**COMPLETE THE FOLLOWING**
A: Answer these from the Kenya travel post:
(i) In which city did the writer have a half-day layover?
(ii) How many days was the safari the writer booked?
(iii) What is the title of the book the writer read during the trip?
B: Carry on the Kenya travel post, picking up right after its last sentence.

** begin GIVEN TEXT **

Well it took 18 hours on planes and a half-day layover in Amsterdam (one last hurrah for the stoner in me before I stop smoking on a nearly daily basis, there’s no way I’m messing with drugs down here), but I finally made it to Africa. I arrived at the Nairobi airport in the late evening on September 7th, too tired to begin to take in my surroundings. I clutched tightly to all my worldly possessions, heeding the advice of everyone I know that’s been to Africa. I’m told that Nairobi is one of the four or five most dangerous places in the world right now, and of course, being white, I stick out like a sour thumb. Even my rattiest clothes give the impression that I’m unimaginably wealthy compared to virtually everyone I saw at the airport.
Nairobi is definitely intimidating; I can feel the gaze of dozens of Kenyans follow me wherever I walk in the city, so I’ve mainly stuck to my hotel room while in the city. But I thankfully had enough sense to book a 4-day safari to fill some of the time before my volunteer program begins. Besides being a good way to reduce my time sitting idle in Nairobi, the safari was one of the most magical things I’ve ever done in my life. I kept pinching myself to make sure I was not dreaming (I’m serious, I actually performed “reality checks,” such as pinching myself, every hour or so) because everything I was seeing was so surreal, like it was straight from the manuscript of The Lion King (AHHHHHHHHHHHH SEVENYAAAAAAAAAA!)
The first 3 days/2 nights were spent on the absolutely breathtaking Masai Mara animal reserve, in the southeast of Kenya. Well that’s not entirely true, the first day was spent just driving there through rural Kenya, occasionally drifting through what could be loosely described as cities on the worst roads I’ve ever been on (including the dreadful, winding mountainside passage that took me to Machu Picchu), and that was nearly as interesting as the safari itself. Seeing a completely different way of life was a trip for sure, and it hasn’t even hit me in full yet. I mean we’ve all seen images of Africa on the news or in those annoying Christain Children’s Fund infomercials (thanks Alex Trebek but I’m good. Sorry, what is “I’m good”), but I don’t think I need to explain that seeing it firsthand is a whole other beast. It’s actually a little bit sad to see what’s becoming of the country, and I don’t mean the environmental damage or anything like that, I mean the way that Africa seems to be adopting our western lifestyle like it’s the “right way” to live. Everyone here aspires to live the sort of life that we in the “developed” world take for granted, and I can only shake my head at the direction of the world. (Part of the blame for that goes to the book I read while on the trip and the eye-opening nature of the content contained within. It’s the follow-up to a book called Ishmael, which I beg all of you to read, it should be required reading in grade school. It’s called Mister B and is nearly as powerful as the book it follows. Seriously you guys, go read Ishmael, it’s absolutely phenomenal.)

** end GIVEN TEXT **
** begin PROVIDED MATERIAL **

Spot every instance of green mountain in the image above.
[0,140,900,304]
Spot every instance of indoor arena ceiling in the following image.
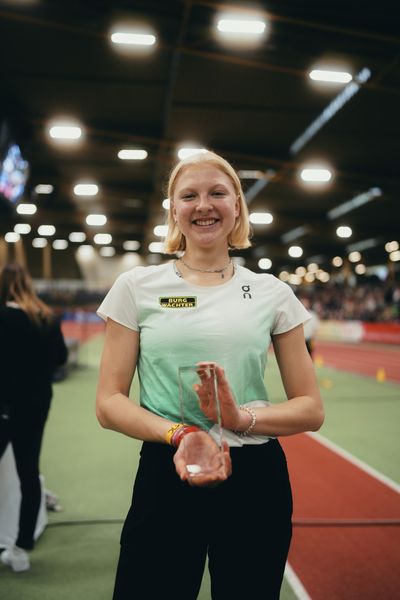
[0,0,400,275]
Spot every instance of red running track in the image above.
[314,341,400,382]
[281,434,400,600]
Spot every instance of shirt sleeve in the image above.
[97,271,139,331]
[271,281,310,335]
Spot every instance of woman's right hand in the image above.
[174,431,232,487]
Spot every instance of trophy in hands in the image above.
[178,362,225,482]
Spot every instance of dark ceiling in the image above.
[0,0,400,277]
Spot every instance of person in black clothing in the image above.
[0,263,67,571]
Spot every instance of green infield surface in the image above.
[0,336,400,600]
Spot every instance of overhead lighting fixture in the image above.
[118,148,148,160]
[288,246,303,258]
[52,240,68,250]
[38,225,56,236]
[74,183,99,196]
[300,167,332,183]
[178,147,208,160]
[354,263,367,275]
[385,240,399,252]
[258,258,272,271]
[308,69,353,83]
[68,231,86,243]
[32,238,47,248]
[14,223,31,235]
[49,122,82,141]
[249,212,274,225]
[332,256,343,267]
[35,183,54,194]
[217,15,265,37]
[153,225,168,237]
[326,187,382,220]
[4,231,21,244]
[336,225,353,238]
[149,242,165,254]
[349,251,361,262]
[93,233,112,246]
[99,246,115,258]
[17,203,37,215]
[86,215,107,226]
[111,31,156,46]
[281,225,310,244]
[122,240,140,252]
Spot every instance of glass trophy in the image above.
[178,362,225,477]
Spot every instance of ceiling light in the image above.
[52,240,68,250]
[249,212,274,225]
[4,231,21,244]
[349,250,361,262]
[149,242,164,253]
[332,256,343,267]
[300,167,332,183]
[17,203,37,215]
[93,233,112,246]
[49,123,82,140]
[99,246,115,258]
[389,250,400,262]
[308,69,353,83]
[385,241,399,252]
[118,148,148,160]
[68,231,86,243]
[14,223,31,234]
[336,225,353,238]
[288,246,303,258]
[217,17,265,35]
[38,225,56,236]
[153,225,168,237]
[122,240,140,252]
[354,263,367,275]
[35,183,54,194]
[111,31,156,46]
[178,147,208,160]
[32,238,47,248]
[86,215,107,226]
[279,271,289,281]
[258,258,272,271]
[74,183,99,196]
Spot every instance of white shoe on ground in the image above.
[1,546,31,573]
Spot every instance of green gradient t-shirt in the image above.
[98,263,309,445]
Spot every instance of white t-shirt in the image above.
[98,262,309,445]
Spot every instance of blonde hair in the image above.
[164,152,251,254]
[0,263,53,323]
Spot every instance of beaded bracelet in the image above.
[235,404,257,437]
[165,423,202,448]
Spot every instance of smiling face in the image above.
[172,164,240,248]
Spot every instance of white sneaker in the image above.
[1,546,31,573]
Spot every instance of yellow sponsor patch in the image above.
[160,296,197,308]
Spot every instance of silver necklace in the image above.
[179,258,232,279]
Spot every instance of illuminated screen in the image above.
[0,144,29,204]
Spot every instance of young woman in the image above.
[97,152,323,600]
[0,264,67,571]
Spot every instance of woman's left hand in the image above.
[193,362,248,431]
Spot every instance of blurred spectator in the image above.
[0,264,67,571]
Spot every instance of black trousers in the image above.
[113,440,292,600]
[0,400,50,550]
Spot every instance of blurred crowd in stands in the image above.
[297,282,400,322]
[39,278,400,322]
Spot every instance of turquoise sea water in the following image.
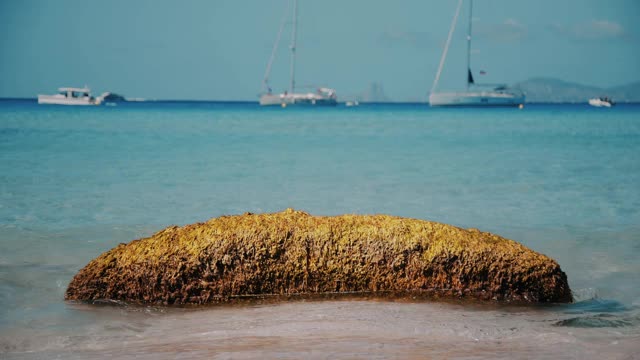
[0,100,640,359]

** end PROVIDED MATERIAL **

**PER-TASK ANSWERS**
A:
(i) Amsterdam
(ii) Four days
(iii) Mister B

B:
But enough of my cookie-cutter opinions, let’s get on to the good stuff! Oh man, where to even begin. On the first day alone (which consisted of a “game-drive” of only about two hours) I saw zebras, a giraffe, a hyena scavenging some lion’s leftovers, a couple of cheeky monkeys, some hot (albeit brief) lion sex, and a gigantic pack of wildebeest (yes Hillary, they’re real). We then arrived at our lodging for the next two nights and it was magnificent. I stayed in a little straw hut with a guy named Patrick, from Brooklyn (by way of Long Island), and a guy from Egypt named Carlos. At night we drank Tusker (Kenya’s local beer) and jabbered away about our home lives and why we decided to come to Kenya of all places.
The next day was our only full day on the reserve and it would be futile for me to even try to explain how wonderful it was. I saw several packs of lions, a leopard in a tree, some vultures circling wildebeest corpses, scores of impala and gazelles, zebras, elephants, and more. But the best part of all was seeing cheetahs not ten feet from our safari van. As a kid I went through a period where I was obsessed with cheetahs. One of my early letters to Santa contained something along the lines of: Dear Santa, how are you? I am fine. I love cheetahs, they run 200 speed (yeah I thought speed was a unit of measurement, oh kids, they say the damndest things, don’t they?). So needless to say, the little kid that still lives in me was absolutely ecstatic when we approached one for the first time. I unfortunately didn’t get to see any of them take off full speed, after a pack of impala or something, but I don’t think that was ever very likely.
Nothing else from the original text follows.